Skip to main content

Performance of Camunda Platform without Secondary Storage

· 5 min read
Christopher Kujawa
Principal Software Engineer @ Camunda
Pranjal Goyal
Senior Software Engineer @ Reliability Testing Team
Jonathan Ballet
Senior Software Engineer @ Reliability Testing Team

On this Chaos Day, we conducted an experiment to evaluate the performance of our platform without the use of the secondary storage. The goal was to understand how the system behaves under such conditions and whether and how performance would improve.

TL;DR; We observed that a cluster without secondary storage achieves significantly higher throughput, as it is not throttled by secondary storage and can reach up to 400 PI/s without issues. That is a factor of 1.7x higher than the cluster with secondary storage.

Chaos Experiment

We ran two clusters, one with secondary storage and one without, and compared their performance under load. For better comparison and better performance, we used gRPC. As a workload, we used our stress test workload; details can be found here.

It is important that one process instance has one task to complete. It is the smallest process instance we can get, and it is a good way to stress test the system.

Expected

We expected that the cluster without secondary storage would perform better, as it would not have to write to secondary storage and would not be throttled by, for example, Elasticsearch (CamundaExporter).

The maximum performance of a partition was not clear, but we expected that it would be higher than the cluster with secondary storage, which has a maximum performance of around 200 process instance completions per second (PI/s).

Actual

As a base, we started a load test with our default configuration using gRPC and a max workload (300 PI/s).

Base: gRPC with secondary storage

We can see that while we receive 300 PI/s, the cluster with secondary storage is throttled at around 230 PI/s.

The backlog of exporting to secondary storage is rather high, and causes us to have around ~40% backpressure, which is the reason for the throttling.

Compared to our daily tests, this looks similar.

gRPC without secondary storage

At the beginning, we had some issues with how to properly configure the cluster without secondary storage. We found a useful documentation about how to disable the secondary storage

The important part is this (which does all the magic):

global:
noSecondaryStorage: true

The open question was whether Authorization would work. After experimenting with it, we found out that actually the right profiles are configured: admin, broker, consolidated-auth, our initial authorizations are properly set (for our load tests), and the starter and worker are able to push data through the system.

The only issue was that the search for data availability was still enabled, which caused some failures (as obviously the REST API will not work without a secondary storage).

After disabling the search for data availability, we were able to run the load test without any issues. The load stabilized at 300 PI/s, and there was no backpressure. We were able to increase to 400 PI/s, and it worked without any issues. When we increased to 600 PI/s, we started to see some backpressure, which indicates that we are reaching the limits of the system.

**STATED GOAL 1**.
Quote the records of keypoint labeling instructions and their coordinates line for line, omitting the picture placeholders.
The Camunda performance write-up and the records have no connection to each other.

**MATERIALS PROVIDED**.
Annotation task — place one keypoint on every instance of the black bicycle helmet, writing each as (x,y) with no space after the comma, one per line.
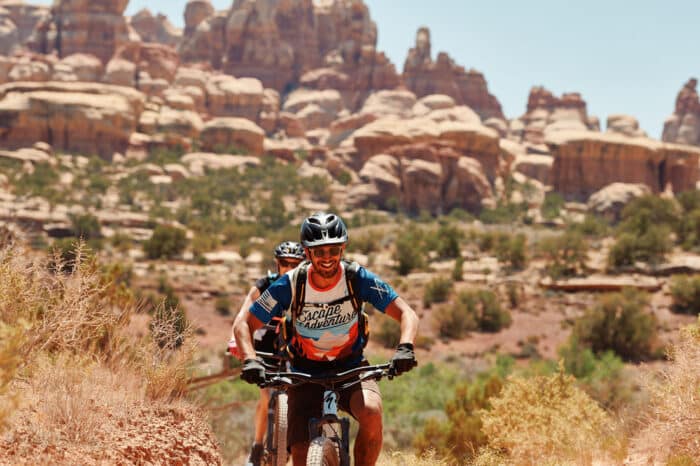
(323,228)
(289,249)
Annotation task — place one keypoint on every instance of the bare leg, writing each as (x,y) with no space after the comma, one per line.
(366,406)
(299,451)
(261,415)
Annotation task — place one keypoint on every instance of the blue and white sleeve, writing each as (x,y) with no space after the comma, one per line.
(274,301)
(374,290)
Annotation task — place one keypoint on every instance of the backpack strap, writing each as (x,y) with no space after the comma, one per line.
(299,284)
(351,269)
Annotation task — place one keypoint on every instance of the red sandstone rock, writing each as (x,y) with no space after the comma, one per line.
(155,28)
(87,118)
(586,161)
(95,27)
(684,125)
(424,77)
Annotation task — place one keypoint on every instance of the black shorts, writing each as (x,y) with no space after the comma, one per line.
(305,402)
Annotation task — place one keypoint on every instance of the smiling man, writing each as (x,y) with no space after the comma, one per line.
(328,332)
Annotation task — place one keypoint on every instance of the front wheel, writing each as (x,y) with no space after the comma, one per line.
(279,436)
(323,452)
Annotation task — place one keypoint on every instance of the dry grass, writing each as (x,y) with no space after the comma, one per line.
(72,377)
(398,458)
(674,427)
(548,420)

**STATED GOAL 2**.
According to the Camunda performance write-up, at roughly what rate was the cluster with secondary storage throttled while receiving 300 PI/s?

**COMPLETE OUTPUT 1**.
Annotation task — place one keypoint on every instance of the black bicycle helmet, writing each as (x,y) with no space after the comma, one per line.
(323,228)
(289,249)
Annotation task — place one keypoint on every instance of the bare leg, writing each as (x,y) with no space after the comma, one per line.
(366,406)
(299,451)
(261,415)
Annotation task — place one keypoint on every instance of the blue and white sleeve, writing each as (x,y) with no space after the comma, one per line.
(274,301)
(374,290)
Annotation task — place one keypoint on every instance of the backpack strap, writing each as (x,y) with no space after the comma, one per line.
(299,284)
(351,269)
Annotation task — place one keypoint on every instance of the red sandstone rock, writing each as (x,y) with no space after the comma, one per line.
(155,28)
(87,118)
(586,161)
(95,27)
(684,125)
(424,77)
Annotation task — place one keypoint on every instance of the black shorts, writing each as (x,y) with no space after the comma, one per line.
(305,402)
Annotation task — place one keypoint on every instance of the smiling man, writing each as (x,y) with no space after the comma, one per line.
(328,332)
Annotation task — place one keypoint on every instance of the front wheel, writing each as (x,y) with no space after the comma, one per line.
(279,436)
(323,452)
Annotation task — place one keypoint on every instance of the dry grass, writing each as (x,y) with no space after the comma, one per line.
(72,377)
(398,458)
(674,427)
(548,420)

**COMPLETE OUTPUT 2**.
It was throttled at around 230 PI/s.